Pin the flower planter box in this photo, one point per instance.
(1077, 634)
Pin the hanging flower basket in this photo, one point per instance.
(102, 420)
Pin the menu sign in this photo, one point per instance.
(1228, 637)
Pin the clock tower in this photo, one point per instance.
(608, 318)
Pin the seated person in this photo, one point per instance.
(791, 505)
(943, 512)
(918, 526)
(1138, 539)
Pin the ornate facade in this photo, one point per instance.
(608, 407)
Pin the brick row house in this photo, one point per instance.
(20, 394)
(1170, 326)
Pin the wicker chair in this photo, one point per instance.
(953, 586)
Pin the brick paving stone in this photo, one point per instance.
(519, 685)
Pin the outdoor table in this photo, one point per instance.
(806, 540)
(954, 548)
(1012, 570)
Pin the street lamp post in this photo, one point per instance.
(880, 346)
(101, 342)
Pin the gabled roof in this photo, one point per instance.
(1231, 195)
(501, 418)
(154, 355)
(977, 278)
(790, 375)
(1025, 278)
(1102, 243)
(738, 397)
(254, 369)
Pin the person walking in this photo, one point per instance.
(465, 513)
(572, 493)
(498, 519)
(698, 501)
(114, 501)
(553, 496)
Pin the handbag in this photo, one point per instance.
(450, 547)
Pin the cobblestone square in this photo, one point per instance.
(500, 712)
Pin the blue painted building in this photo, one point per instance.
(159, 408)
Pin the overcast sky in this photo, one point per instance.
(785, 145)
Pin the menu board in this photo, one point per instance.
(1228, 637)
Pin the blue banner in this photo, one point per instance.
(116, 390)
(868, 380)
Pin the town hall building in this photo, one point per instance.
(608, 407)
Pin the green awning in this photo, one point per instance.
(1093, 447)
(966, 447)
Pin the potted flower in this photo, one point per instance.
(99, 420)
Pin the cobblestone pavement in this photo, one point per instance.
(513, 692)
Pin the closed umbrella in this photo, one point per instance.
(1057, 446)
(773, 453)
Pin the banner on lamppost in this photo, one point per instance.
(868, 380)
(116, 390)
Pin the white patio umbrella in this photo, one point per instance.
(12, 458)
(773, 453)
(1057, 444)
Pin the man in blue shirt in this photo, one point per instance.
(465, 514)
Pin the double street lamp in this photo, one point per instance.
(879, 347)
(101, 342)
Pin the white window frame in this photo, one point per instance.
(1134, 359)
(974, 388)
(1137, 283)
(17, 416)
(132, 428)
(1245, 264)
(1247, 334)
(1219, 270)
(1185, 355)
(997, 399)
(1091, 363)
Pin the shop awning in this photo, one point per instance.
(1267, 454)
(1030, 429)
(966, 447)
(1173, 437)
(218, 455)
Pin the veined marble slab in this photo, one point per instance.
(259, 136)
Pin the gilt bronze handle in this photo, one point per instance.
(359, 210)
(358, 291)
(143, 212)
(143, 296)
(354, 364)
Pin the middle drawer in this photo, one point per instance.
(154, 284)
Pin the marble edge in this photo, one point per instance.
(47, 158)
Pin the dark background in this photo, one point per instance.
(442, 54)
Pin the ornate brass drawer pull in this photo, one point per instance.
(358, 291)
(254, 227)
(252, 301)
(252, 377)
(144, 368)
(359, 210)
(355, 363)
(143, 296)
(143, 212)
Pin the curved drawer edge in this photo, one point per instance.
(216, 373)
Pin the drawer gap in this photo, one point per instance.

Problem description
Reproduce all of the material above, substituting "a single point for each instance" for every occurrence of "one point per instance" and leaving everything else unchanged.

Reply to the task
Pin the flower planter box in this photo, a single point for each instance.
(1077, 634)
Pin the hanging flower basket in this photo, a single point for each instance.
(102, 420)
Pin the menu sign in this photo, a single point for each instance.
(1228, 637)
Pin the clock tower in this photo, a single point for each instance.
(608, 318)
Pin the seated person in this photo, a single point for each instance.
(791, 505)
(943, 512)
(918, 526)
(1138, 539)
Pin the ornate facade in this photo, a single point for each instance.
(608, 407)
Pin the brick row house in this photo, a single point for each instance.
(20, 394)
(1170, 326)
Pin the wicker chair in this photo, a single point for each instance.
(953, 586)
Pin the brick paving stone in this photo, a single point for each instance.
(519, 685)
Pin the outdoor table in this photo, a single point for each instance.
(806, 540)
(954, 548)
(1012, 570)
Pin the street lamp post in this photo, a single point for each instance.
(880, 346)
(101, 342)
Pin the gabled roof in this photo, a single point for each instance.
(1231, 195)
(501, 418)
(154, 355)
(977, 278)
(790, 375)
(1025, 278)
(1102, 243)
(738, 397)
(254, 369)
Pin the person walking in this photo, a single point for each instance.
(465, 513)
(572, 493)
(498, 519)
(698, 501)
(114, 501)
(553, 496)
Pin the handbag in this photo, a single point for each instance.
(450, 547)
Pin the cobblestone square in this photo, a single point for each instance.
(500, 712)
Pin the blue painted building in this photo, a single point for each instance.
(159, 408)
Pin the overcast sky in this photo, a single point for each instance.
(785, 145)
Pin the menu board in this photo, a single point for each instance.
(1228, 637)
Pin the blue banner in this photo, a single point for each instance.
(116, 390)
(868, 380)
Pin the town hall building in this photo, a single point for each instance.
(608, 407)
Pin the green awning in this photo, a single point for each instance.
(1093, 447)
(966, 447)
Pin the potted flower in this photo, a single point for each instance.
(99, 420)
Pin the cobblestone pavement in this photo, a single point for each instance.
(513, 692)
Pin the closed umbrella in this photo, a single point for each instance.
(1057, 446)
(773, 453)
Pin the banner on lamppost in this photo, a single point for each instance.
(868, 380)
(116, 390)
Pin the white patio umbrella in this photo, a single point for each instance.
(12, 458)
(773, 453)
(1057, 444)
Pin the man in blue shirt in this photo, a single point for each instance.
(465, 514)
Pin the double street lamp in this photo, a single point for each instance.
(879, 347)
(101, 342)
Pin the white window frame in this photo, a single point for each instance.
(1134, 359)
(974, 388)
(1137, 283)
(17, 416)
(132, 428)
(1245, 264)
(1247, 334)
(1219, 270)
(1185, 355)
(997, 399)
(1091, 363)
Pin the shop awning in this photo, a single point for each instance.
(1267, 454)
(1030, 429)
(966, 447)
(1173, 437)
(218, 455)
Pin the veined marble slab in this photo, a single point for each instance.
(259, 136)
Pin the gilt bronze handle in this photo, a single point for each instance.
(359, 210)
(358, 291)
(143, 212)
(143, 296)
(354, 364)
Pin the middle drawer in this photo, a single point for each instance.
(154, 284)
Pin the marble edge in this photo, a single point for each instance.
(47, 158)
Pin the dark background in this photo, a single point for each instance.
(442, 54)
Pin the ornate brass drawer pull in this photo, a single point for each instance.
(358, 291)
(254, 227)
(252, 301)
(252, 377)
(144, 368)
(359, 210)
(355, 363)
(143, 296)
(143, 212)
Pin the curved drawer edge in this photo, a single point for each instance.
(216, 373)
Pin the drawer gap in this photo, a single point for each instance.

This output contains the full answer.